_Extract_
----------------
21st Century Wire says…
As 21WIRE reported earlier this week, the situation in Jerusalem continues to remain on a knife edge.
The level of incitement surrounding one of the most sensitive holy sites in the world has never been higher, and now Jewish Israeli extremists are coming to the fore to reveal the true Israeli fundamentalist Zionist desire regarding the formerly ‘neutral’ city of Jerusalem.
According to writer Dan Cohen (see article below), the following Israeli leaders and politicians who support a Jewish takeover of the Temple Mount in Jerusalem:
Deputy defense minister Eli Ben-Dahan, deputy foreign minister Tzipi Hotovely of Likud, Jerusalem affairs minister Zeev Elkin of Likud, Likud lawmaker Oren Hazan, Knesset speaker Yuli Edelstein of Likud, Culture minister Miri Regev of Likud, Justice minister Ayelet Shaked of Jewish Home, Agriculture minister Uri Ariel of Jewish Home, Public security minister Gilad Erdan of Likud, Israel’s ambassador to the United Nations, former deputy defense minister Danny Danon of Likud, former public security minister, Yitzhak Aharonovitch of the Yisrael Beitenu party, Deputy Knesset speaker and a former secretary-general of the nominally leftist Labor Party Yehiel Hilik Bar, David Tzur, a former lawmaker for the ostensibly “dovish” Hatnua party, led by Tzipi Livni, has also called for Jewish prayer at the al-Aqsa compound, and former lawmaker Michael Ben-Ari, a leading inciter against Africans and Palestinians who once destroyed a copy of the New Testament on video, and others.
More from Electronic Intifada…
Temple movement leader Yehuda Glick, right, with Israeli Prime Minister Benjamin Netanyahu. (via Facebook)
Electronic Infifada
Since the gun battle at the al-Aqsa compound on 14 July that ended in the deaths of three Palestinian citizens of Israel and two Israeli police, Israeli media have largely focused on outrage that anyone would carry out an attack at a holy site, while praising Prime Minister Benjamin Netanyahu’s collective punishment against the Palestinian population.
“They are the strife mongers,” Yedioth Ahronot columnist Ben-Dror Yemini wrote. “They are harming the justified struggle for equality. They are spreading lies and nurturing incitement. For our sake, for their sake, Israel’s Arabs should also get rid of this nuisance.”
“Netanyahu and [PA leader Mahmoud] Abbas both acted responsibly to prevent a holy war; but the Arab world’s condemnation of Israel is a reason for concern,” read the subheading of an analysis by Haaretz’s Barak Ravid.
Missing from commentaries across the board has been any acknowledgment of the role played by fanatical settlers intent on wresting control of the al-Aqsa compound in occupied East Jerusalem and eventually destroying it as part of an apocalyptic vision.
----------------
_Excerpted records_

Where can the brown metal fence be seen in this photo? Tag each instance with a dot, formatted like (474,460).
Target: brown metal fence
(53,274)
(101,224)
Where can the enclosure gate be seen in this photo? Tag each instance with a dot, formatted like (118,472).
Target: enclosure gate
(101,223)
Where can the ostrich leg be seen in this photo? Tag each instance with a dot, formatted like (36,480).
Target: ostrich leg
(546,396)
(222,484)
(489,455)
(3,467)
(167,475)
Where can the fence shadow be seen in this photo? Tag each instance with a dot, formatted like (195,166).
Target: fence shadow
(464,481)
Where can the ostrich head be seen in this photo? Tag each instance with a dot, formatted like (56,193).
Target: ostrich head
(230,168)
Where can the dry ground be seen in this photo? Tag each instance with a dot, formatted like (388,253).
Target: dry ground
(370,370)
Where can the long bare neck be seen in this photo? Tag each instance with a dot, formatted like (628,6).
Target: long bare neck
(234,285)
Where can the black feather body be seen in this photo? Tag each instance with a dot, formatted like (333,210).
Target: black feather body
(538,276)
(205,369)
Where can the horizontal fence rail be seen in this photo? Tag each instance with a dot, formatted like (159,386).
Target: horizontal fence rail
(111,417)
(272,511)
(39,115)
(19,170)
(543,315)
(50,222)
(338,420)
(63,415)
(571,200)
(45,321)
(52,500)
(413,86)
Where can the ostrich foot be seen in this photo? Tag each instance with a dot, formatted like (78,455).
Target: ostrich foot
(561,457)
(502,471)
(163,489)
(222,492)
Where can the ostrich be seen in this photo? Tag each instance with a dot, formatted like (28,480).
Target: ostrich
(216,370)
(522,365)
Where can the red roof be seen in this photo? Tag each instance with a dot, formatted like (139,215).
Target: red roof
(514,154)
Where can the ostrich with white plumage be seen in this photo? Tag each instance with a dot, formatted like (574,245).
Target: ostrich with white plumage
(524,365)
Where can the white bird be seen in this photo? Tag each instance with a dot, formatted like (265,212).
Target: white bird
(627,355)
----------------
_Task A_
List every person the article on the Temple Mount names as a member of Likud.
_Task B_
According to the article on the Temple Mount, on what date did the gun battle at the al-Aqsa compound take place?
_Task C_
Carry the article on the Temple Mount forward from its last sentence.

_Result A_
Tzipi Hotovely, Zeev Elkin, Oren Hazan, Yuli Edelstein, Miri Regev, Gilad Erdan, Danny Danon

_Result B_
14 July

_Result C_
The compound, known to Muslims as Haram al-Sharif and to Jews as Temple Mount, includes the al-Aqsa mosque and the Dome of the Rock. It is one of the holiest shrines for Muslims all over the world, as well as a touchstone of Palestinian identity.
‘Game Changer’
Israelis who seek to take over al-Aqsa see the 14 July attack and subsequent violence as an opportunity to advance this agenda. Immediately after the incident, the Temple movement’s official body released a statement calling to expel Palestinians from the compound: “We must liberate the Temple Mount from the murderous Islam and return it to the people of Israel.”
“Looking forward to building the Temple this year and hope that you will soon see the face of our righteous Messiah,” Baruch Marzel one of the most extreme leaders among Israel’s West Bank settlers, wrote last week in an open letter to the mufti of Jerusalem – the top Muslim official in the city.
Bezalel Smotrich, a Jewish Home party lawmaker, does not want to wait that long. “I would set up a synagogue on the Temple Mount today, this morning,” he said on Monday.
Under Israeli military protection, these settlers and extremists tour the grounds on a daily basis, hoping to provoke violent reactions from Palestinian worshippers by shouting and singing nationalistic anthems.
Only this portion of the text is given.